● **WHAT YOU WILL DO**
1. According to the journal abstracts, where was the fieldwork for the study on digitizing asylum procedures carried out?
2. List the lines of inquiry along which the contributions to the special issue examine the politics of knowledge production on migration, as given in the journal abstracts.

● **SOURCE EXTRACT**

Start of Block

Journal of Ethnic and Migration Studies, Vol. 50(9), pp. 2289-2308
Stephan Scheel
Open Access: https://doi.org/10.1080/1369183X.2024.2307782
In a growing number of destination countries state authorities have started to use various digital devices such as analysis of data captured from mobile phones to verify asylum seekers’ claimed country of origin. This move has prompted some critics to claim that asylum decision-making is increasingly delegated to machines. Based on fieldwork at a reception centre in Germany, this paper mobilises insights from science and technology studies (STS) to develop a framework that allows for more nuanced analyses and modes of critiques of the digitisation of asylum procedures. Rather than thinking human and non-human forms of agency as external to one another in order to juxtapose them in a zero-sum game, I comprehend the introduction of digital technologies as a reconfiguration of existing human-machine configurations. This conception highlights how the use digital technologies enables caseworkers to retain their position as an epistemic authority in asylum decision-making by assembling clues about asylum seekers’ country of origin generated by digital technologies into hard juridical evidence. Subsequently, I develop an alternative critique that focuses on epistemic implications of the digitisation of asylum procedures. I identify a particular version of data colonialism that enables epistemic domination by means of data extraction.
Journal of Ethnic and Migration Studies, Vol. 50(9), pp. 2163-2187
Nina Amelung, Stephan Scheel, Rogier van Reekum
Online First: https://doi.org/10.1080/1369183X.2024.2307766
This special issue (SI) calls for reinventing the politics of knowledge production in migration studies. Academic migration research should make knowledge production an essential part of its research agenda if it wants to remain relevant in the transnational field of migration research. A risk of marginalisation stems from three interrelated tendencies: First, non-academic actors producing authoritative knowledge about migration have proliferated in recent years. Secondly, academic knowledge production is challenged both by counter-knowledge produced by social movements as well as new digital methods and information structures owned by policy-oriented and private actors. Thirdly, academics no longer hold a hegemonic position in the transnational field of migration research. The contributions to this SI interrogate the politics of knowledge production on migration along three lines of inquiry: (1) the enactment of migration as an intelligible object of government through practices of quantification, categorisation and visualisation; (2) the production of control knowledge in border encounters about subjects targeted as migrants and (3) the modes of thought seeking to unknow and re-know migration beyond dominant nation-state centric understandings. This introduction elaborates how the nine articles of the SI intervene in the politics of knowledge production in migration studies along these lines of inquiry.

End of Block

● **DATA**
Start of Block

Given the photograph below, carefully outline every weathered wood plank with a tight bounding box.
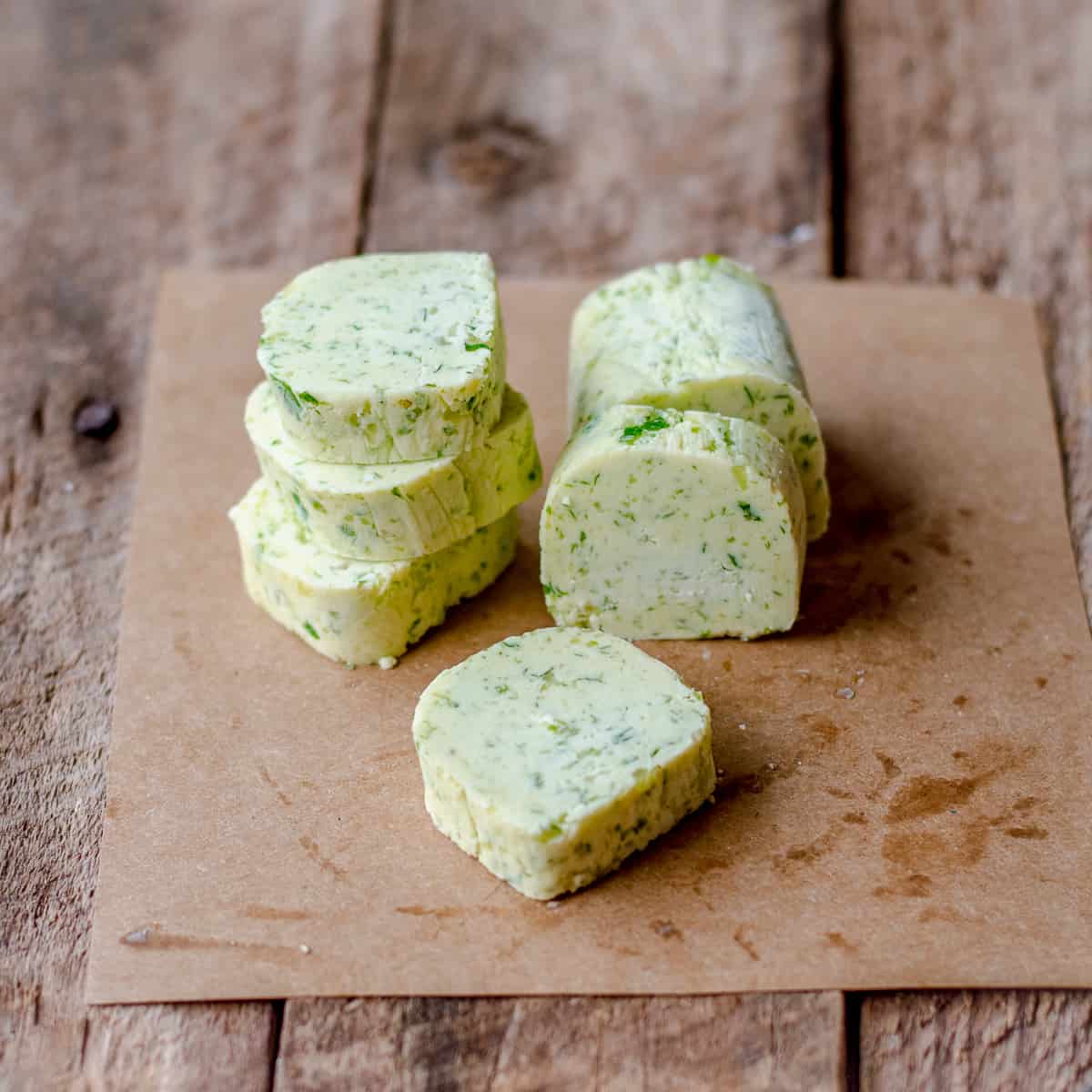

End of Block

● **SOLUTIONS IN ORDER**
1. At a reception centre in Germany.

2.
1. The enactment of migration as an intelligible object of government through practices of quantification, categorisation and visualisation.
2. The production of control knowledge in border encounters about subjects targeted as migrants.
3. The modes of thought seeking to unknow and re-know migration beyond dominant nation-state centric understandings.